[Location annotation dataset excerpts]
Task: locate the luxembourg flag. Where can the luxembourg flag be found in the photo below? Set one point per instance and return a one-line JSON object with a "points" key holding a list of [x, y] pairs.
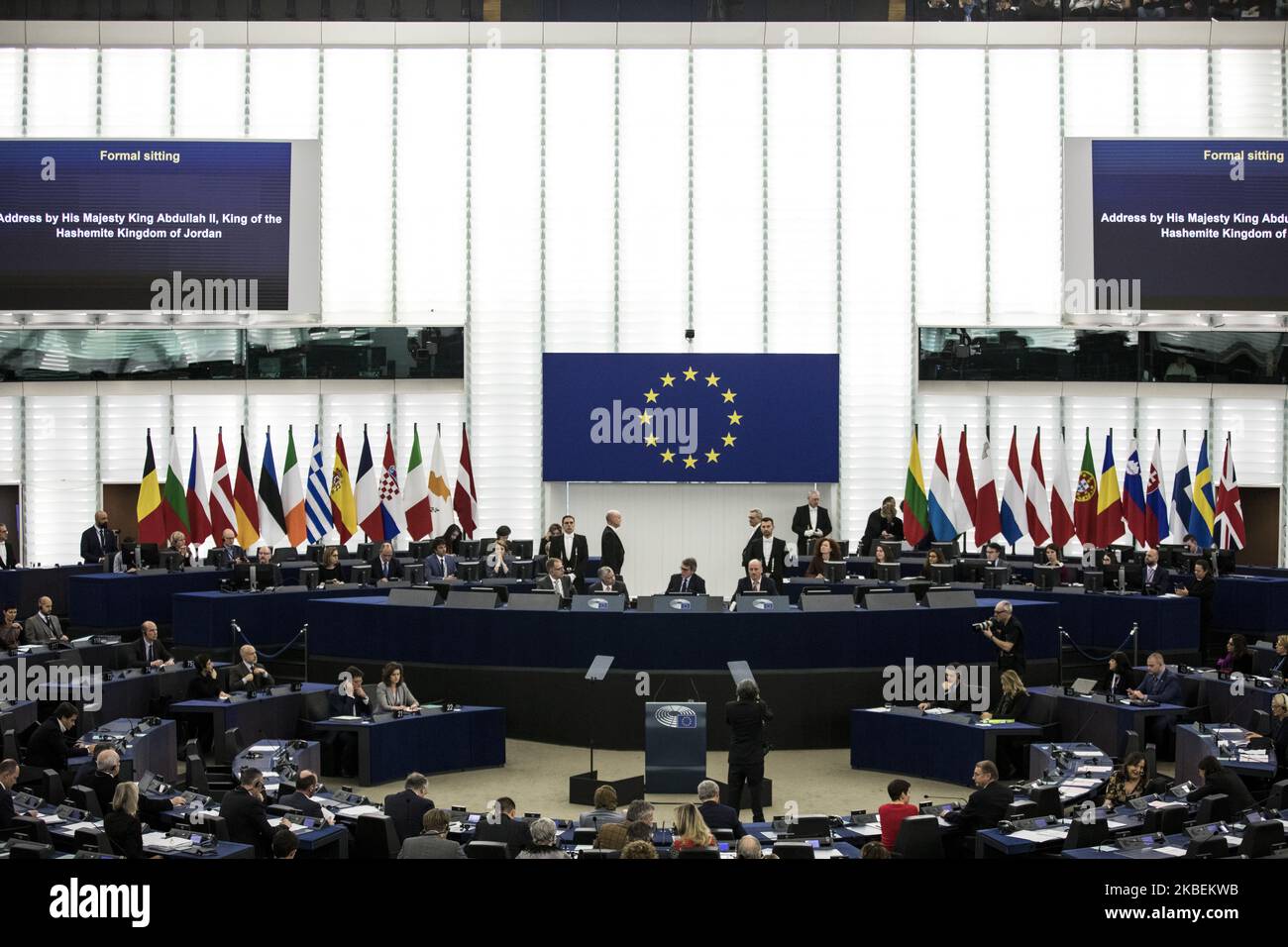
{"points": [[1013, 496], [1037, 505], [940, 497]]}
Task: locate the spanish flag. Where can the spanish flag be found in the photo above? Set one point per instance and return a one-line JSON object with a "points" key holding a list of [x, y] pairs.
{"points": [[149, 508], [245, 505]]}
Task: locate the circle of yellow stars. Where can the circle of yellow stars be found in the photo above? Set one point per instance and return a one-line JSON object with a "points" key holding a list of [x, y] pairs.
{"points": [[728, 394]]}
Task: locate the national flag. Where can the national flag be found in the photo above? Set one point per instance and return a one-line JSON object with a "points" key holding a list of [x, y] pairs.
{"points": [[1155, 504], [174, 500], [420, 519], [1133, 496], [1109, 505], [1061, 497], [465, 500], [439, 493], [1203, 513], [292, 495], [317, 500], [940, 497], [222, 514], [245, 506], [271, 517], [1086, 497], [196, 496], [988, 522], [915, 515], [344, 512], [149, 506], [1037, 504], [1229, 506], [965, 499], [1013, 496], [1179, 513]]}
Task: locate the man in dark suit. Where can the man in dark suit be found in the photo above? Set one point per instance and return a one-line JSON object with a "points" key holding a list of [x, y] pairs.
{"points": [[149, 651], [687, 581], [385, 567], [771, 551], [810, 522], [245, 814], [500, 825], [571, 547], [407, 808], [98, 541], [746, 718], [713, 812], [612, 553]]}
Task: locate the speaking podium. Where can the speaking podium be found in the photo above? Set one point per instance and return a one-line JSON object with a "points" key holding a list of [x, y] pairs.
{"points": [[675, 748]]}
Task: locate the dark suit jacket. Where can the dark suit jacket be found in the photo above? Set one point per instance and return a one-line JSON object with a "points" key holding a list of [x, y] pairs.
{"points": [[407, 809], [140, 652], [800, 523], [90, 549], [516, 835], [248, 821], [612, 553], [777, 565], [747, 722], [719, 815]]}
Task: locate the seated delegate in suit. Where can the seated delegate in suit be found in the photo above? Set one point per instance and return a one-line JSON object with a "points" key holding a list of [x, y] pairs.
{"points": [[432, 841], [441, 564], [385, 567], [248, 674], [98, 541], [149, 651], [391, 693], [1127, 781], [825, 552], [408, 808], [1236, 656], [687, 581]]}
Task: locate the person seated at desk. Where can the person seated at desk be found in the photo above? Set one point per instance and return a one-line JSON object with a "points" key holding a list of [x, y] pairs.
{"points": [[1236, 656], [244, 812], [1218, 780], [687, 581], [305, 788], [329, 570], [1127, 783], [1120, 678], [691, 828], [715, 813], [441, 564], [500, 825], [824, 552], [893, 813], [432, 841], [544, 841], [391, 692], [385, 567], [149, 651], [952, 690], [609, 582], [44, 626], [248, 674], [408, 808]]}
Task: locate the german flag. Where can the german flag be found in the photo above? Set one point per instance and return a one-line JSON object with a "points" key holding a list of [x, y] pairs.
{"points": [[149, 508], [245, 505]]}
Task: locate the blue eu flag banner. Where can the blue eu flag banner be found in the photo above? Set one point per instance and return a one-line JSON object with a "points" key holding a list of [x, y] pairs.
{"points": [[691, 418]]}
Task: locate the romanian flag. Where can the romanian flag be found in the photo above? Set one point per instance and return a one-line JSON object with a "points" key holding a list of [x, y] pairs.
{"points": [[245, 505], [915, 510], [149, 506]]}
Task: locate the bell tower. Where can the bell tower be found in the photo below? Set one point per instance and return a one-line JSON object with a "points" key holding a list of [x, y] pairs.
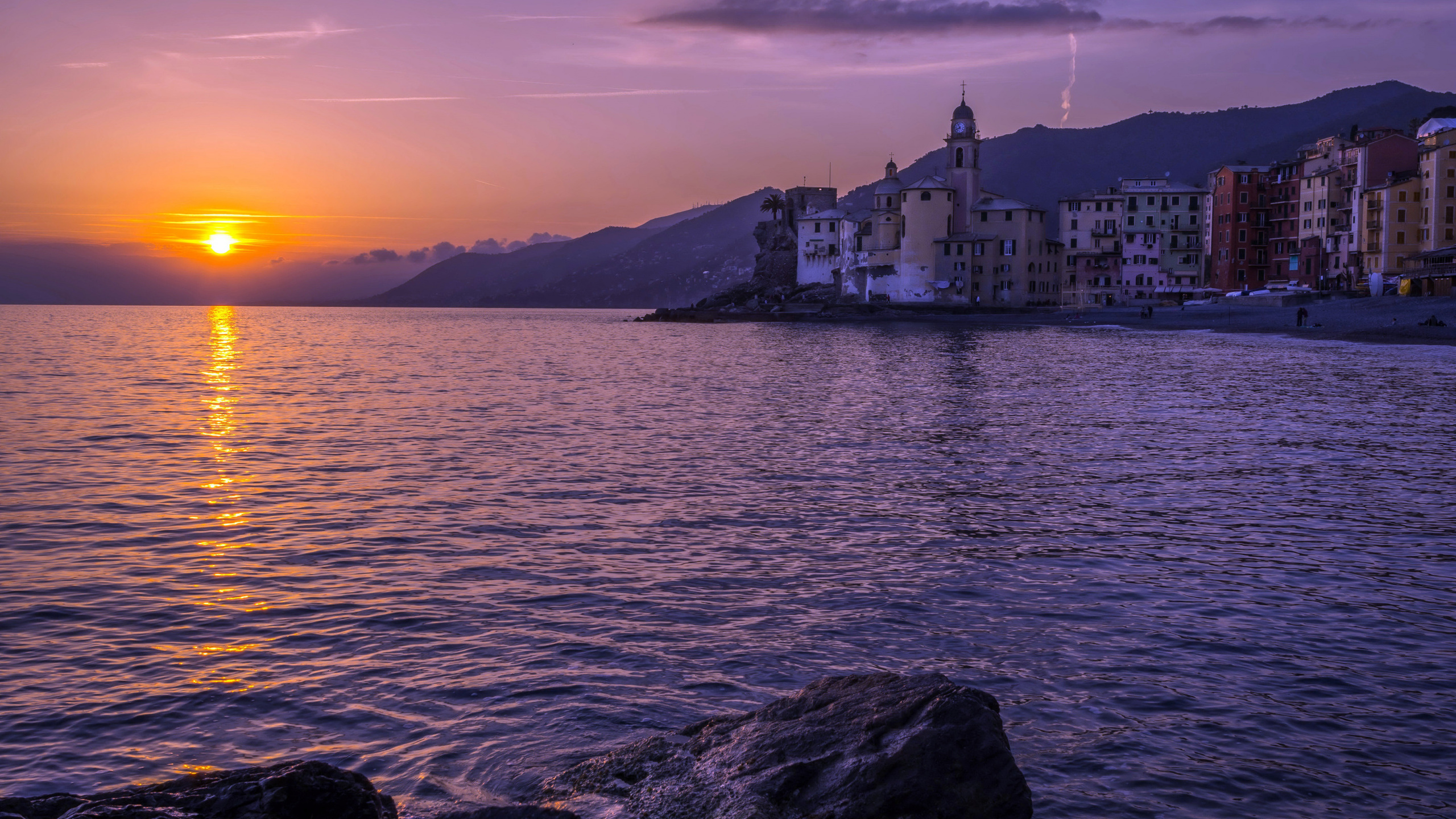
{"points": [[963, 162]]}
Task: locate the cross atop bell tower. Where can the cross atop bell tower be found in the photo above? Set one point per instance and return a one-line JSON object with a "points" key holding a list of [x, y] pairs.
{"points": [[963, 162]]}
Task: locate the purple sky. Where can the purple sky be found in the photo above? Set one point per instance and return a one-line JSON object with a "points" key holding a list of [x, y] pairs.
{"points": [[328, 129]]}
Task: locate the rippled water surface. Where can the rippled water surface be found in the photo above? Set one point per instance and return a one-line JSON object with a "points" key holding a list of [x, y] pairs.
{"points": [[458, 550]]}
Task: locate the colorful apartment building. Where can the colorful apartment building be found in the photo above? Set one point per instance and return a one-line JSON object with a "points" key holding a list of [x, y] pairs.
{"points": [[1238, 228]]}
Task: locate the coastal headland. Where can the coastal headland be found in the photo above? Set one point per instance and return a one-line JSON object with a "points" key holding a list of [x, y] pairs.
{"points": [[1382, 320]]}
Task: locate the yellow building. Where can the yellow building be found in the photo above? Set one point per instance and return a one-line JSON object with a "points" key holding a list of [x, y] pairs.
{"points": [[1392, 224], [945, 239]]}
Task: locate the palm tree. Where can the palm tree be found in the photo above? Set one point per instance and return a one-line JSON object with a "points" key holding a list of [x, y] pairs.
{"points": [[774, 205]]}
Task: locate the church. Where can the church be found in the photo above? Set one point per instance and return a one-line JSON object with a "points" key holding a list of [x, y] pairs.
{"points": [[941, 238]]}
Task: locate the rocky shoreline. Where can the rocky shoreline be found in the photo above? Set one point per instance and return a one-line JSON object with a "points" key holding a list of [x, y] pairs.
{"points": [[865, 747]]}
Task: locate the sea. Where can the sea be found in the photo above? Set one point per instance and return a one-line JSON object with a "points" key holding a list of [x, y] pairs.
{"points": [[458, 550]]}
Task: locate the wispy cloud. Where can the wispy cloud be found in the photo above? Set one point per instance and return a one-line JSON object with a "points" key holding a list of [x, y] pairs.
{"points": [[632, 92], [312, 32], [375, 98], [520, 18], [871, 16], [940, 16]]}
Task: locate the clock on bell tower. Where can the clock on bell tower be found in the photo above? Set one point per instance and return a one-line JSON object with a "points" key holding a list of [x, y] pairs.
{"points": [[963, 162]]}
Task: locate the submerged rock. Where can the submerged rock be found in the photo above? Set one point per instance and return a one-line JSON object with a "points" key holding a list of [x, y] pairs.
{"points": [[871, 747], [289, 791]]}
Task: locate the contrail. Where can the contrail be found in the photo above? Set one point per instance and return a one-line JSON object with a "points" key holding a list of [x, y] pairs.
{"points": [[1072, 81]]}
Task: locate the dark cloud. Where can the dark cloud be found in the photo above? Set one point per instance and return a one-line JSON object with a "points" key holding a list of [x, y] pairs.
{"points": [[491, 247], [445, 251], [380, 255], [883, 16], [929, 16]]}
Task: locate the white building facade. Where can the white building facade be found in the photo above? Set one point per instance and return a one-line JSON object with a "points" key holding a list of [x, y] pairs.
{"points": [[941, 238]]}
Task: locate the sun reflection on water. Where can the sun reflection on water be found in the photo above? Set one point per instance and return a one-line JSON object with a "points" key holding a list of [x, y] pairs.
{"points": [[225, 484]]}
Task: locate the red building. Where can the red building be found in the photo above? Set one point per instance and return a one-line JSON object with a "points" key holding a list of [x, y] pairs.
{"points": [[1238, 228]]}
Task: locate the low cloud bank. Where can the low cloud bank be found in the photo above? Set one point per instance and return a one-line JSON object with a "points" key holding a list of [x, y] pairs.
{"points": [[931, 16], [448, 250]]}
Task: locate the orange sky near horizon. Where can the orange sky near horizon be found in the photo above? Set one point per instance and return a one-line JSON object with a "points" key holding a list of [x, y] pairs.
{"points": [[322, 130]]}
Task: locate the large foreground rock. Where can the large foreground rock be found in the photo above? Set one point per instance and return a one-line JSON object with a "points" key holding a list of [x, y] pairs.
{"points": [[872, 747], [289, 791]]}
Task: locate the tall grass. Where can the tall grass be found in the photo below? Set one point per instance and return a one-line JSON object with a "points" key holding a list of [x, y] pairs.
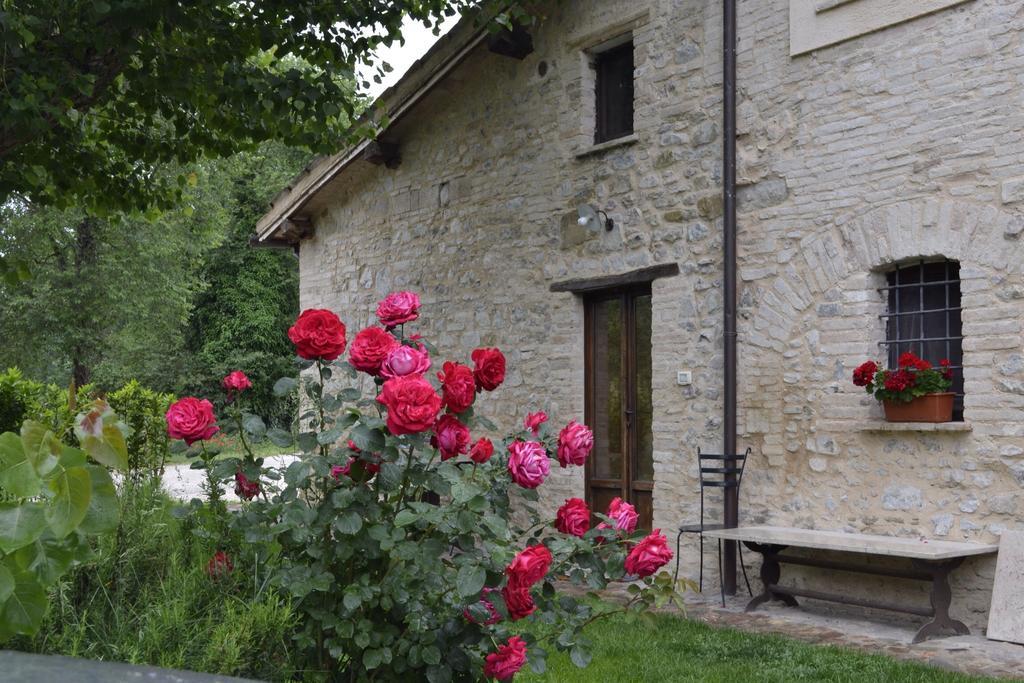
{"points": [[146, 598]]}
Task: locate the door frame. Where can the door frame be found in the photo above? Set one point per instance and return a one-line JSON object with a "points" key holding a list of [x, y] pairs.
{"points": [[628, 369]]}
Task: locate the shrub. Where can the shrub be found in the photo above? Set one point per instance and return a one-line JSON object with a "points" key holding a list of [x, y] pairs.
{"points": [[142, 410], [390, 585]]}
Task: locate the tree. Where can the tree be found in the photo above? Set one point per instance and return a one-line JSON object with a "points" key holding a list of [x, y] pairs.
{"points": [[97, 95]]}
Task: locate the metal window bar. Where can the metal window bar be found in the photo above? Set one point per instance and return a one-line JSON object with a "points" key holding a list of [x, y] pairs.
{"points": [[906, 329]]}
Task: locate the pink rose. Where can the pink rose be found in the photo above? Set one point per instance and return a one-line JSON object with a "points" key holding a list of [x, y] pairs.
{"points": [[481, 451], [625, 515], [535, 420], [404, 360], [574, 443], [370, 348], [493, 615], [572, 517], [412, 404], [192, 420], [451, 436], [398, 307], [528, 566], [509, 658], [649, 555], [458, 386], [489, 368], [317, 334], [236, 382], [528, 464], [245, 487]]}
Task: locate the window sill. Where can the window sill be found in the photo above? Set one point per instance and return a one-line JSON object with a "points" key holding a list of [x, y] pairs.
{"points": [[632, 138], [883, 426]]}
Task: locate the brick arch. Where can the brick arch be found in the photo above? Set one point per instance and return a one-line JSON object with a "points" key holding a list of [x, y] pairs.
{"points": [[801, 339]]}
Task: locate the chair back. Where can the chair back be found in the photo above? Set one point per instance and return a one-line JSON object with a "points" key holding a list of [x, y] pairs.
{"points": [[718, 471]]}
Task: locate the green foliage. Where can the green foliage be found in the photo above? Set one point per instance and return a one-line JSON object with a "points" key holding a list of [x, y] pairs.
{"points": [[381, 575], [169, 82], [146, 598], [143, 410], [667, 647], [53, 500]]}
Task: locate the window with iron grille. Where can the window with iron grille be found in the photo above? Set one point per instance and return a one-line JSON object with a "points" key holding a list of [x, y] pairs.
{"points": [[925, 317], [614, 92]]}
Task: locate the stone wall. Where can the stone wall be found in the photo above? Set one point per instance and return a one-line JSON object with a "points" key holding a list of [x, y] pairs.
{"points": [[904, 142]]}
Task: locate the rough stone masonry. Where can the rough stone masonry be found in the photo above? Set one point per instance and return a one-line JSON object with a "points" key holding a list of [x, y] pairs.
{"points": [[904, 142]]}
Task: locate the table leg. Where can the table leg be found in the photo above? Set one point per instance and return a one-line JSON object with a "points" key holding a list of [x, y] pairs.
{"points": [[770, 572], [941, 596]]}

(Aim of the task) Starting with the line that contains "Task: locate the window with", output every line through the end of the listing above, unchanged.

(Correct response)
Task: locate the window with iron grille. Where can the window with iron grille be found in the photo above? Set one point per instance and return a one-line JSON object with a "points" key holding a list of [x, y] pairs.
{"points": [[925, 317], [614, 92]]}
Task: locate the stone wall. Where can the stone wall be found in the photo above? Set one point per instance and return a one-line JSON object with a "points" key holding a list of [x, y] pairs.
{"points": [[904, 142]]}
Task: locate the rough stone masonry. Where can the rough stone masonry be found in the photo above? Set one point per instance and return a one-line JSON object with a "points" key holding a list of [x, y] pairs.
{"points": [[904, 142]]}
Task: locate the table leg. Where can the table leg be found in the photo above? Set one point per instance and return a one-line JSON object with a "points" key holding a list of [x, y] pairs.
{"points": [[770, 572], [941, 596]]}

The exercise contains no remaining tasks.